佐治晴夫『14歳のための時間論』あなたの「これから」が「これまで」を決める。
先日ふと書店に寄ったら、春秋社100周年記念ブックフェアなるものをやっていました。
教育学、心理学、芸術など色んなジャンルの本が棚に並べられていて、どれも面白そうなものばかり。
その中でも、
「14歳のための」「時間論」
この2つのワードに惹かれて今回この本を購入しました。
その名も「14歳のための時間論」
時間論というと、ニュートンの相対性理論が浮かびますが、イマイチわからない。
確か好きな人といる時と嫌いな人といる時の時間の”感じ方”が違うという話!?
その時の状況によって時間の感じ方がかわるという理論だったような、、、。
そんな曖昧な認識だったので、この機会に学ぼうと思い手にとったのです。
▲オススメ読者▲
▼目次▼
『14歳のための時間論』ってどんな本なの?
ひと言でいうならば、時間の正体について探る本。
- 色も形も匂いもない時間って一体何なのよ。
- なんで時間は戻らないの?
- 状況によって時間の感じ方が変わるのはなんでだろう。
そんな誰もが一度は抱いたことがあるであろう疑問について、説いていく一冊になっています。
7章で構成されていて、はじめは”時間とは何か”
そんな素朴な問題提起から。相対性理論の話は第6章です。
文字も大きいし、難しいことを噛み砕いて解説してくれているので読みやすい。
ただ、イラストがほとんど無いので想像しながら読み進めていく必要があります。
過去は”いま”の積み重ねではない!?
過去から未来へと流れる時間を表す時、皆さんはどのように表現しますか?
一本の直線を引いて、「過去→未来」ってしますよね。
私も同じです。
そして、現在(瞬間)は点であらわします。
過去と未来があって、今私たちがいるのはこの地点なんだよって。
これは当たり前の話なのかもしれませんが、、、、。
しかし数学では、「点」=「大きさや広がりをもたないもの」
というように定義するそうです。
であるならば、直線は点の集まりではない。

» 一覧
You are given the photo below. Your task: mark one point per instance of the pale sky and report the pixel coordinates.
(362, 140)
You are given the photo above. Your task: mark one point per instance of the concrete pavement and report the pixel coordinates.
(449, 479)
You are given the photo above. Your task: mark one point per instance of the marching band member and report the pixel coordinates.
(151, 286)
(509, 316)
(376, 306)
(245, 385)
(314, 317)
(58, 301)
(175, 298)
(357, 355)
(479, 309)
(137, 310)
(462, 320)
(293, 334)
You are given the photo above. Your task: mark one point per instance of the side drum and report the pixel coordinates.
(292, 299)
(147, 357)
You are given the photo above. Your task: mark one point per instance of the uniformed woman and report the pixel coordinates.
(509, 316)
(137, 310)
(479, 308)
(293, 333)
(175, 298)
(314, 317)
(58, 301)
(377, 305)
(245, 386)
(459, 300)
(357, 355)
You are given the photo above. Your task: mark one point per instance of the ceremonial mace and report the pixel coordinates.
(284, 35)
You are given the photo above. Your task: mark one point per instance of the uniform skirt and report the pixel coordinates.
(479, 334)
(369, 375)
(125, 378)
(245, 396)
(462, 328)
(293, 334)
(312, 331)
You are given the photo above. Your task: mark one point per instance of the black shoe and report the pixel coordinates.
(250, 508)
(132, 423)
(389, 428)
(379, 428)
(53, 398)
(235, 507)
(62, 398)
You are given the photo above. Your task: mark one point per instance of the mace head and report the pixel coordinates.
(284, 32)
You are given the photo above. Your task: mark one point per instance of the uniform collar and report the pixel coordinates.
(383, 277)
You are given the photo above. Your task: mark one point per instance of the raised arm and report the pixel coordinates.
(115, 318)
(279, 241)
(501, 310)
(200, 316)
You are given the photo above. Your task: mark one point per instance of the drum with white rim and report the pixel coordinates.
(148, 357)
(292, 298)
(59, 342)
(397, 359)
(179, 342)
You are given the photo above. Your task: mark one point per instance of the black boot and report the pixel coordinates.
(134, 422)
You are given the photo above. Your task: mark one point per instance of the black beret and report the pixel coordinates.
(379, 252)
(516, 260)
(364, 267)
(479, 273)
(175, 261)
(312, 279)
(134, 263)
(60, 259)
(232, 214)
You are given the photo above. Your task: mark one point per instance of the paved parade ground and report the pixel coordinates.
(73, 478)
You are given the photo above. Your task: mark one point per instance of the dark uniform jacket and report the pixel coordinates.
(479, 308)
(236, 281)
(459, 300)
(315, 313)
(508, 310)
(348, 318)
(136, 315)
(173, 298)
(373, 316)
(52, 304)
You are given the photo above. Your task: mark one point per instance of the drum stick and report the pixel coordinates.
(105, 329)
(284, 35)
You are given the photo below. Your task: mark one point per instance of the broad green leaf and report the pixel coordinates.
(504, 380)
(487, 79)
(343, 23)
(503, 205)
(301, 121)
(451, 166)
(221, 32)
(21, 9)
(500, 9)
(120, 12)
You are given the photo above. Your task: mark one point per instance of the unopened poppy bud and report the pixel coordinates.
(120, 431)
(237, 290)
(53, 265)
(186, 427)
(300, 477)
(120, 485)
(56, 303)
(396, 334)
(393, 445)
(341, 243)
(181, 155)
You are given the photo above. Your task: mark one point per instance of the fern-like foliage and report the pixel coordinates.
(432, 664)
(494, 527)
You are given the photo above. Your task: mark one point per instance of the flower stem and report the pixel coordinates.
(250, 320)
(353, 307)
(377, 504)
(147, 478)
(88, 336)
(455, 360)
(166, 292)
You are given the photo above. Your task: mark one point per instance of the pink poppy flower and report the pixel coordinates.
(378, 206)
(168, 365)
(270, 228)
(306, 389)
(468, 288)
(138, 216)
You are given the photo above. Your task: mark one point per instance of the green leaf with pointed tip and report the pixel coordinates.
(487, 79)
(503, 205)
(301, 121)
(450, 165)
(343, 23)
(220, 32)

» 作業内容
文書から「この2つのワードに惹かれて今回この本を購入しました。」で始まり「- なんで時間は戻らないの?」で終わる部分を、一字も変えずに出力してください。

» 解答
この2つのワードに惹かれて今回この本を購入しました。
その名も「14歳のための時間論」
時間論というと、ニュートンの相対性理論が浮かびますが、イマイチわからない。
確か好きな人といる時と嫌いな人といる時の時間の”感じ方”が違うという話!?
その時の状況によって時間の感じ方がかわるという理論だったような、、、。
そんな曖昧な認識だったので、この機会に学ぼうと思い手にとったのです。
▲オススメ読者▲
▼目次▼
『14歳のための時間論』ってどんな本なの?
ひと言でいうならば、時間の正体について探る本。
- 色も形も匂いもない時間って一体何なのよ。
- なんで時間は戻らないの?